▶ **CONSIGNE 1**
Dans l'entretien sur les syndicats et le Gouvernement, combien d'heures les syndicats disent-ils avoir accordées au Gouvernement ?
▶ **CONSIGNE 2**
Poursuivez l'entretien sur les syndicats et le Gouvernement après sa dernière phrase.

▶ **TEXTE SOURCE**
--------------------------------------------------

Q - D'où peut venir aujourd'hui, cette volonté de discuter ? C'est l'Elysée, c'est J. Chirac, c'est N. Sarkozy en tant que président de l'UMP, qui peuvent dire "attention, on va dans le mur". Qui peut, en effet, dans le camp d'en face, prendre l'initiative ?
R - Je veux encore croire à la lucidité et à l'esprit de responsabilité. Des décisions sont préparées par les syndicats, pour engager d'autres mouvements ; les syndicats ne souhaitent pas cette dérive...
Q - Redoutez-vous une grève générale ?
R - Non, je ne pense pas que ce soit à l'ordre du jour, mais les syndicats ne souhaitent pas se lancer dans un mouvement. Ils se réunissent en disant "on a donné 48 heures au Gouvernement" ; c'était, je crois, une bonne démarche. On comprend qu'il faille réfléchir, qu'il faille trouver la bonne solution, trouver les mots... Les syndicats ont dit "nous ne décidons rien, nous attendons lundi soir". On leur répond "n'attendez rien, vous n'aurez rien !".

--------------------------------------------------

▶ **MATÉRIEL FOURNI**
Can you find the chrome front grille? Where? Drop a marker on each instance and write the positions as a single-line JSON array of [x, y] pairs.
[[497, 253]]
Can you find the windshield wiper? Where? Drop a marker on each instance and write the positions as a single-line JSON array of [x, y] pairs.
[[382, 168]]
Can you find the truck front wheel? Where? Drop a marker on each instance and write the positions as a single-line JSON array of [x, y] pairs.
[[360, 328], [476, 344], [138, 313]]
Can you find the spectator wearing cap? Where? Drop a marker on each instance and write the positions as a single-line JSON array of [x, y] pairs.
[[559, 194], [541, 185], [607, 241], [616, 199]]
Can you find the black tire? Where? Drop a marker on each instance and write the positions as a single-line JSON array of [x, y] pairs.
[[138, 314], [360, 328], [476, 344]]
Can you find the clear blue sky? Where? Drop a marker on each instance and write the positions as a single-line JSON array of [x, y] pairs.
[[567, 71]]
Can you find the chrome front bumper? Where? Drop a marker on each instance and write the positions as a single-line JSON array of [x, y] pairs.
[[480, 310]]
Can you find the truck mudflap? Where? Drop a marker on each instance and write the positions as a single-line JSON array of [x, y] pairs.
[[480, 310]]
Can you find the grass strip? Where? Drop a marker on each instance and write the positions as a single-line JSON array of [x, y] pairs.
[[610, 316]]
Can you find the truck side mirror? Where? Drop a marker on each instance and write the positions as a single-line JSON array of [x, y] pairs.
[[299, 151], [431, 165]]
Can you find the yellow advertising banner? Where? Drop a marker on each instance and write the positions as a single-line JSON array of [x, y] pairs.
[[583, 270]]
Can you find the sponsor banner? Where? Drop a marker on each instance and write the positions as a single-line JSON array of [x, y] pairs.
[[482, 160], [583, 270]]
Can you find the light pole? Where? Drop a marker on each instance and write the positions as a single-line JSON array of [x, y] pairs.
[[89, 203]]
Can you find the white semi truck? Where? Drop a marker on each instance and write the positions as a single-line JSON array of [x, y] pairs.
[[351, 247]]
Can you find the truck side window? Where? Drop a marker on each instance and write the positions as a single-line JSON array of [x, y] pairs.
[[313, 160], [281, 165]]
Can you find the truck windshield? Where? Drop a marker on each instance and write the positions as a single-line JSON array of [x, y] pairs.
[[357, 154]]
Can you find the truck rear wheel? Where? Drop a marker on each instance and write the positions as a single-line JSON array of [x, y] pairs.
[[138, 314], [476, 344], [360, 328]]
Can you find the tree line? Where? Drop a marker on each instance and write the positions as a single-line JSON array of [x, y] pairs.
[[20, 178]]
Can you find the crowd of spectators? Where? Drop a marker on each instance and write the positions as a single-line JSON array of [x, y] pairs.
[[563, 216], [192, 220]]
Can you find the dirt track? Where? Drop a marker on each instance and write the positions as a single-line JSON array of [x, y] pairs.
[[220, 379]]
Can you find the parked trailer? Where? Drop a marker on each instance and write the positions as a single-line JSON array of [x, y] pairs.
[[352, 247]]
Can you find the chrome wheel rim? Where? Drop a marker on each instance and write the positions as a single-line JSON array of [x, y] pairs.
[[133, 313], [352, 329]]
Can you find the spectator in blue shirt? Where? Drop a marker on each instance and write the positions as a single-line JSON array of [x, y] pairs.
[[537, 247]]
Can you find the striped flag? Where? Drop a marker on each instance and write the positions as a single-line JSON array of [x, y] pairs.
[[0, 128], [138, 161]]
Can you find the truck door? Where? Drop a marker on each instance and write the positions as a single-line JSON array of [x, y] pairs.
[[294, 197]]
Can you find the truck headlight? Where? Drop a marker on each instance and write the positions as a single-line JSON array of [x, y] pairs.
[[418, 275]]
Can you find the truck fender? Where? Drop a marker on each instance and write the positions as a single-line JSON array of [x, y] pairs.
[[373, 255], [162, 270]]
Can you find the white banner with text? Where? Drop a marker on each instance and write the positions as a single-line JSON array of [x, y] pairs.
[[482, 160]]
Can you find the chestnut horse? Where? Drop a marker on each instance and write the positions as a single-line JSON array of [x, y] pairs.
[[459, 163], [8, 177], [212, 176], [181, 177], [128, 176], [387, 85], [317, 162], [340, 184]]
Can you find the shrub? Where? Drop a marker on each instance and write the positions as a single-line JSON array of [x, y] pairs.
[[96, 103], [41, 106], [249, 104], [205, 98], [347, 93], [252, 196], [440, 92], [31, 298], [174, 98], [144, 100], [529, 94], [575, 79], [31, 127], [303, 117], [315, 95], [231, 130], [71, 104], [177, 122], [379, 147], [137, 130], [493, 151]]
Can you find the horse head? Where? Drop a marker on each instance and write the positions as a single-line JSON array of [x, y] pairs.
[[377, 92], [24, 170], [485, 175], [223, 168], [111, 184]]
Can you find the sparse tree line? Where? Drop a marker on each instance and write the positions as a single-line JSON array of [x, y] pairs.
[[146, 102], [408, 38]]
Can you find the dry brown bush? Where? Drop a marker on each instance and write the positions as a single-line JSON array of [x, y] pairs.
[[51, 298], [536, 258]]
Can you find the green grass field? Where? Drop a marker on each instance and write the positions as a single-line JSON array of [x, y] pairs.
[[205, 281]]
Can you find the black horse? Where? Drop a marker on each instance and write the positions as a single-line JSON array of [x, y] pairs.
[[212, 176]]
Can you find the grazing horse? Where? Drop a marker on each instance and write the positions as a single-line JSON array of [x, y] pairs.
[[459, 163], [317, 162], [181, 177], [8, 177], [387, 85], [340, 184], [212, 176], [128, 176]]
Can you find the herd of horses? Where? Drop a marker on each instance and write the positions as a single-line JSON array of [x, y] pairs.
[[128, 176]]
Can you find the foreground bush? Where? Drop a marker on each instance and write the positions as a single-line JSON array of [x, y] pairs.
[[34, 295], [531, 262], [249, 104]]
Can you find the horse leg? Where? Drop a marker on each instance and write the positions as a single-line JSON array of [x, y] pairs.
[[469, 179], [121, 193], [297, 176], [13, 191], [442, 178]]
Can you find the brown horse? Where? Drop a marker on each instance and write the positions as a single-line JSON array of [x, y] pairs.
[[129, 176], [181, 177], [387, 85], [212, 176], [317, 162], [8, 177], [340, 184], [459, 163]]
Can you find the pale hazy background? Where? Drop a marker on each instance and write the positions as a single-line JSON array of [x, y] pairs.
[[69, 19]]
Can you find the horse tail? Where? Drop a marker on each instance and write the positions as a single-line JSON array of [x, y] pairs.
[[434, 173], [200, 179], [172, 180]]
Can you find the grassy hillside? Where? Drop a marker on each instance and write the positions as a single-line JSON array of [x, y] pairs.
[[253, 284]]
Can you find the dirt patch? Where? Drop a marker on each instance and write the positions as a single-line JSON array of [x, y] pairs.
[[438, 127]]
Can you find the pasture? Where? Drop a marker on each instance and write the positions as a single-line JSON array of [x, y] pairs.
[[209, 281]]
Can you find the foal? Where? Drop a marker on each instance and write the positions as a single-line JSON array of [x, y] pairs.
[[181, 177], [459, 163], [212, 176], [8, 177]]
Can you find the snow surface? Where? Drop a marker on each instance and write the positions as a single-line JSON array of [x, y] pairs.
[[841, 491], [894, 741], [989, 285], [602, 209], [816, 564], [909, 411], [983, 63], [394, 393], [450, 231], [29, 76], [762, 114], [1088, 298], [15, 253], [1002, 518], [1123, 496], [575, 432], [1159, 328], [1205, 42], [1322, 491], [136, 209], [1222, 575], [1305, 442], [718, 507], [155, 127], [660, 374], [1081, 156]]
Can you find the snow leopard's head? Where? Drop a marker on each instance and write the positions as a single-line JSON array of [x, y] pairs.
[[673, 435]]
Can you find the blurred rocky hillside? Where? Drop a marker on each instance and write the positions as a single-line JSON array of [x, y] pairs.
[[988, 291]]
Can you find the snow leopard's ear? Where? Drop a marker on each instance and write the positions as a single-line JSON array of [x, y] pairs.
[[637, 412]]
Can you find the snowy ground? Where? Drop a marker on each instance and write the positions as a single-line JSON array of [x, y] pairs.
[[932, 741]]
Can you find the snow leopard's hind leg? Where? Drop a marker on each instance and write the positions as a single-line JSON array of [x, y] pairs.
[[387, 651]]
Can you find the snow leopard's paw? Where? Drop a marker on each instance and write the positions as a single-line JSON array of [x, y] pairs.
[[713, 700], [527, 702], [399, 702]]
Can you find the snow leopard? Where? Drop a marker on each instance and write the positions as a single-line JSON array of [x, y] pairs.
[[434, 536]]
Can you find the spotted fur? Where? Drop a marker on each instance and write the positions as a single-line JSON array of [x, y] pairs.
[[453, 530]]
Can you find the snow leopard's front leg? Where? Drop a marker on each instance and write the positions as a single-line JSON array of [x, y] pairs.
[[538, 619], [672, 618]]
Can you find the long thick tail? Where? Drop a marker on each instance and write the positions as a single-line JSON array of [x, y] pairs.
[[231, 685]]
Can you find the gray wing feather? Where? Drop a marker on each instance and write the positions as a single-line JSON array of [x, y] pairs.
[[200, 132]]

--------------------------------------------------

▶ **RÉPONSE RÉDIGÉE 1**
Ils disent avoir donné 48 heures au Gouvernement.

▶ **RÉPONSE RÉDIGÉE 2**
Q - On leur répond que c'est ultimatum insupportable et que ce n'est pas leur rôle.
R - Cela conduit sans doute - je ne suis pas à leur place - les syndicats à définir d'autres actions. Donc, je dis qu'il y a un moment où il faut que la lucidité vienne. Elle peut venir du président de la République, oui, il aurait été souhaitable que lui-même dise quelque chose aux Français. Je constate, au moment où nous parlons que le président de la République ne s'est jamais adressé aux Français sur cette question. La lucidité aurait pu venir du Premier ministre puisque lui-même est le plus concerné, il voit que cela ne passe pas. La lucidité aurait pu venir du président de l'UMP puisque c'est le principal parti, le seul qui soutient ce projet. Ensemble, pour l'instant, ils ont décidé du contraire, ils n'entendent rien, ils ne voient rien, et moi je pense que tout est à craindre. Là encore, je ne suis pas là pour obtenir un succès à un moment. Ce qui m'importe, c'est de savoir ce que les Français vont faire en 2007. Je ne suis pas là pour essayer de rendre plus difficile la situation du pays, je constate que ceux qui rendent plus dangereuse, plus instable, économiquement plus fragile la situation du pays, ce sont ceux qui gouvernent aujourd'hui.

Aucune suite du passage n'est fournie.